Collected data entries
⟨

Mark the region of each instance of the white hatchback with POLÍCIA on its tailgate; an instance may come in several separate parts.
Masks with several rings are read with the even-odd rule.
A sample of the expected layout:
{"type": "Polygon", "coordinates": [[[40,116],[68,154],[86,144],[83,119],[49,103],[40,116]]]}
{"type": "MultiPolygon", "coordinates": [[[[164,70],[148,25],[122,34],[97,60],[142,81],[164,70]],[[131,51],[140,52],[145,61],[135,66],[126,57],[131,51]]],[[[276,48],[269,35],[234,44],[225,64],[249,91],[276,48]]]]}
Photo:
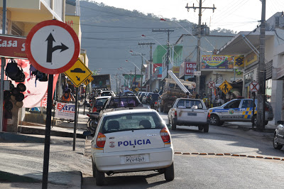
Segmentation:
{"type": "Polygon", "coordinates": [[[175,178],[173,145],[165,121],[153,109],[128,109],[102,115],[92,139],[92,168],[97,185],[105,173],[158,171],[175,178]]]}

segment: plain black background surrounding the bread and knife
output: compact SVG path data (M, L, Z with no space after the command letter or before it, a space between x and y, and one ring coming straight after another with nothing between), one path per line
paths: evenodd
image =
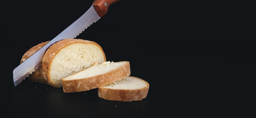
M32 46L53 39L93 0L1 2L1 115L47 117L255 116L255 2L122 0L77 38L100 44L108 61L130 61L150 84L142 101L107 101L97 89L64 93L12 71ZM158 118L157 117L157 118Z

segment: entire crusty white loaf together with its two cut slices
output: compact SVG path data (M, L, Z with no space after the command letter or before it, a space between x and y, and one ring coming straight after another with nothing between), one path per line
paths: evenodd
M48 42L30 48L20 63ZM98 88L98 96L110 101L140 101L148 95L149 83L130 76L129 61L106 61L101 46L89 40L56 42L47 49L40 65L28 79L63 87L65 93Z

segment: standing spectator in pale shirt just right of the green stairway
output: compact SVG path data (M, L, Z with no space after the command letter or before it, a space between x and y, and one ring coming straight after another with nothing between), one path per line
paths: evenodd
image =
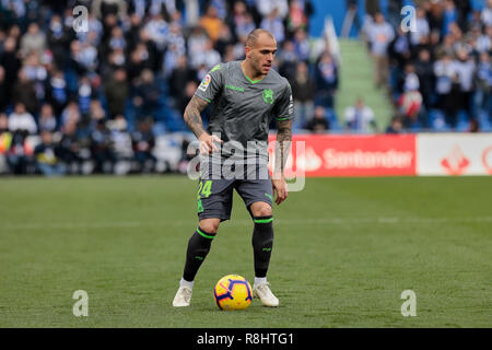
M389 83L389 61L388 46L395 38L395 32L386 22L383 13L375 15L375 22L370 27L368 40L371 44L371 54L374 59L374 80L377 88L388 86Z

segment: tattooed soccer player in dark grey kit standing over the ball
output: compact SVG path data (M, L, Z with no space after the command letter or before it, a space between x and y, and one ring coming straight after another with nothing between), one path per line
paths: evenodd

⟩
⟨

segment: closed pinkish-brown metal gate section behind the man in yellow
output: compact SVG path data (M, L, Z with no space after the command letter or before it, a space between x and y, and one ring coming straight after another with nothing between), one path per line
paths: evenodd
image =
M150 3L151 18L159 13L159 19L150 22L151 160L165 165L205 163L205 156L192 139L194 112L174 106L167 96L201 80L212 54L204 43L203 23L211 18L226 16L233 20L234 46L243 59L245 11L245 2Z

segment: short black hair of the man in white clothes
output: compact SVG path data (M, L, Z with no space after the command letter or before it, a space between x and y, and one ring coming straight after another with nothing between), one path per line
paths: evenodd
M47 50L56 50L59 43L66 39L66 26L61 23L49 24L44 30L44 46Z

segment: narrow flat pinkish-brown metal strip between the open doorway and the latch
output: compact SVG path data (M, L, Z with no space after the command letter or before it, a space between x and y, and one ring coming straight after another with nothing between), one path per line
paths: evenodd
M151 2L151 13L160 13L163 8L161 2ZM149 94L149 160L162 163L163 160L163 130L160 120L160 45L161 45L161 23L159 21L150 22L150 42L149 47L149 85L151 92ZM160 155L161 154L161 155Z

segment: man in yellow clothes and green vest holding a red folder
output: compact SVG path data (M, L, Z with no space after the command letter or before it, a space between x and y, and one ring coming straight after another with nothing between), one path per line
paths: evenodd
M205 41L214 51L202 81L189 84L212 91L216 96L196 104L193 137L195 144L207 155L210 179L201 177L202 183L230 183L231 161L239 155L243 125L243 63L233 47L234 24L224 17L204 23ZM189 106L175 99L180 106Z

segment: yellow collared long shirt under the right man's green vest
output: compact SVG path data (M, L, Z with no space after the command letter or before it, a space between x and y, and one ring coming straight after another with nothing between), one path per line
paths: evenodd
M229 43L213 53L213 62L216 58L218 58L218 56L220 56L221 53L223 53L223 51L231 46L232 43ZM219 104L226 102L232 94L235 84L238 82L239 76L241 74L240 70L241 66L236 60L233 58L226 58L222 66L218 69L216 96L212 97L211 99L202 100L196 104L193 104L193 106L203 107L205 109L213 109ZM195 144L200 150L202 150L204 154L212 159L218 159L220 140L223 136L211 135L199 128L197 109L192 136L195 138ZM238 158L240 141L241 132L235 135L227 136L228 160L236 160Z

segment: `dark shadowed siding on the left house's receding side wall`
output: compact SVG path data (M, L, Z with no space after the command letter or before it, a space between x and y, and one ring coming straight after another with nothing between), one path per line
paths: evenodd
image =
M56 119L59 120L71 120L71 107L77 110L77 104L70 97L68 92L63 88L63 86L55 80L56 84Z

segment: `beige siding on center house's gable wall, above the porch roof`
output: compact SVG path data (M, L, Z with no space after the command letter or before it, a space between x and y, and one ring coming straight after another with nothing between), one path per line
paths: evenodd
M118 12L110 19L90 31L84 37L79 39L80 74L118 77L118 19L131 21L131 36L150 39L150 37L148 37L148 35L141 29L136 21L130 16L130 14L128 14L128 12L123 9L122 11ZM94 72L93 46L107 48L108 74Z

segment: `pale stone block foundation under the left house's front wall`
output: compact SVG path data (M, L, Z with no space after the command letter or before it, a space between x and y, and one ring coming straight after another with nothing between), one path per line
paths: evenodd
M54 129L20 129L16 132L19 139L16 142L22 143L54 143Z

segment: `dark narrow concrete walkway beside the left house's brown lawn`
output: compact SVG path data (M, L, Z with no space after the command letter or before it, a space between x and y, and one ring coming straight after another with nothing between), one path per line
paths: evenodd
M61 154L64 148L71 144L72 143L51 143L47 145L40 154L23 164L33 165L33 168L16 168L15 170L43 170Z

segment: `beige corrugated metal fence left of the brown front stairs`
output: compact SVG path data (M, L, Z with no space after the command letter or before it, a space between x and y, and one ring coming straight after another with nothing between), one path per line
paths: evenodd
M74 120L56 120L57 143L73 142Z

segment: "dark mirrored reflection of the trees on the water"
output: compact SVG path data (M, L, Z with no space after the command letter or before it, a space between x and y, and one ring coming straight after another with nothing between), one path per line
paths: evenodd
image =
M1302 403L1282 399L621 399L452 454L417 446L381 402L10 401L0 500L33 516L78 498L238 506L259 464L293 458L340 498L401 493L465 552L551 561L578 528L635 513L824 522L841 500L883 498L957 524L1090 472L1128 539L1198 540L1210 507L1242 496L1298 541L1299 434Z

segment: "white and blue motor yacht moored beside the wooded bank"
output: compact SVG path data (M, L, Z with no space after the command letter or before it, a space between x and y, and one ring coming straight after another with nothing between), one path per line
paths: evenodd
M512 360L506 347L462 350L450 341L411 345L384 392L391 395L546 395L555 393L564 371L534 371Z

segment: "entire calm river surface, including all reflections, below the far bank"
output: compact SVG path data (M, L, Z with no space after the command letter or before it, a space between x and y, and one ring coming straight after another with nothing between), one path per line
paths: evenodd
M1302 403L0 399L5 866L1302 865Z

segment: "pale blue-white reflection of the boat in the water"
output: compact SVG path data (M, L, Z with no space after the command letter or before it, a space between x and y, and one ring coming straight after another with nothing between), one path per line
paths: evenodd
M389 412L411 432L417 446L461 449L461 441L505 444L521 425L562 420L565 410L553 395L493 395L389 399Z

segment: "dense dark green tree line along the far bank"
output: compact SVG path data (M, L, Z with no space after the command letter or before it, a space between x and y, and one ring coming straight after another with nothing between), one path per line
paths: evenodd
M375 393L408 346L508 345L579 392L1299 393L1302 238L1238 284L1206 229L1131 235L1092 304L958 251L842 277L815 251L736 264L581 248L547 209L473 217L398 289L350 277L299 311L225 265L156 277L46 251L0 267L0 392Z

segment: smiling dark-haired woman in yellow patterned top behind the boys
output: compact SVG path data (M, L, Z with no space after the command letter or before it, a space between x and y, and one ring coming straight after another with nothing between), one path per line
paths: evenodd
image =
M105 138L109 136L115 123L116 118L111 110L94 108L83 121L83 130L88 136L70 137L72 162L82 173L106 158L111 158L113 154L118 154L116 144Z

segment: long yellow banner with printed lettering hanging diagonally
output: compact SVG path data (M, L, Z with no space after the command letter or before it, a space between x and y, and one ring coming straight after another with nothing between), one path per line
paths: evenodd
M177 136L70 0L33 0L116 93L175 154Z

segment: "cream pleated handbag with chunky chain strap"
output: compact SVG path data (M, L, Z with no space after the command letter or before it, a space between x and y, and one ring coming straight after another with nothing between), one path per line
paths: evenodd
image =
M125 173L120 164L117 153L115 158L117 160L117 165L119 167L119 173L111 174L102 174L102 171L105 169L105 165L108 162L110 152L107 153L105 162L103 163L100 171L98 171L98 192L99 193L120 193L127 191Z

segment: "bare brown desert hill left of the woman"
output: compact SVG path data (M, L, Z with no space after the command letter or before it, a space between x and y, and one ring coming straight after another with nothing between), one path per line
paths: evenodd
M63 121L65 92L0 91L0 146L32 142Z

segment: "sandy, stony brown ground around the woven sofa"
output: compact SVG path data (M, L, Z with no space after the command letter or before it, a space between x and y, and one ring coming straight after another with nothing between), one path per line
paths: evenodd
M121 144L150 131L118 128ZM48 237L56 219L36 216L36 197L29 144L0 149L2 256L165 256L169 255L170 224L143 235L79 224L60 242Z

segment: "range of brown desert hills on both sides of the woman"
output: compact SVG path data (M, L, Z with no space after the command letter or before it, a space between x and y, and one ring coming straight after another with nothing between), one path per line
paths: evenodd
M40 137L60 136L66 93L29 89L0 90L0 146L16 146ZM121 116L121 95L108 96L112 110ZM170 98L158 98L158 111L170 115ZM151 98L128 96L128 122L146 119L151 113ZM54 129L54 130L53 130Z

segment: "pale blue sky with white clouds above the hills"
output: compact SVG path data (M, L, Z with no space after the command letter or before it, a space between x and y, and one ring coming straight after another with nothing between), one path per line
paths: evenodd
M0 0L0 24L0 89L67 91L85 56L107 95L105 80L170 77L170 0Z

⟩

• _WHAT THE EXERCISE ASKS_
What are the lines in the records above, word for word, from the one containing "Mark the region" through the one containing "segment: tattooed soccer", both ends included and pictures left out?

• _SOLUTION BELOW_
Mark the region of each instance of the white hatchback with POLÍCIA on its tailgate; an instance may come in several separate parts.
Masks with several rings are read with the even-odd rule.
A sample of the expected layout:
{"type": "Polygon", "coordinates": [[[40,116],[68,154],[86,144],[83,119],[49,103],[40,116]]]}
{"type": "MultiPolygon", "coordinates": [[[[164,70],[148,25],[122,34],[97,60],[142,81],[164,70]],[[131,51],[140,52],[145,61],[135,66],[126,57],[131,51]]],[[[276,48],[269,35],[234,44],[225,64],[249,91],[276,48]]]]}
Photo:
Segmentation:
{"type": "Polygon", "coordinates": [[[175,178],[173,145],[165,121],[153,109],[128,109],[102,115],[92,139],[92,168],[97,185],[105,173],[158,171],[175,178]]]}

segment: plain black background surrounding the bread and knife
output: compact SVG path data (M, L, Z with no space after the command letter or before it, a space between x and y, and one ring coming straight after another with nothing between), one path per line
paths: evenodd
image =
M32 46L53 39L93 0L1 2L1 115L47 117L255 116L255 2L122 0L77 38L100 44L108 61L130 61L150 84L142 101L107 101L97 89L64 93L12 71ZM158 118L157 117L157 118Z

segment: entire crusty white loaf together with its two cut slices
output: compact SVG path data (M, L, Z with no space after the command letter or before it, a space between x and y, and one ring coming straight after another with nothing between), one path per line
paths: evenodd
M48 42L30 48L20 63ZM98 88L98 96L110 101L140 101L148 95L149 83L130 76L129 61L106 61L101 46L89 40L56 42L47 49L40 65L28 79L63 87L65 93Z

segment: standing spectator in pale shirt just right of the green stairway
output: compact SVG path data (M, L, Z with no space after the command letter or before it, a space between x and y, and one ring coming straight after another with nothing between), one path per line
paths: evenodd
image =
M389 83L389 61L388 46L395 38L395 32L386 22L383 13L375 15L375 22L370 27L368 40L371 44L371 54L374 59L374 80L377 88L388 86Z

segment: tattooed soccer player in dark grey kit standing over the ball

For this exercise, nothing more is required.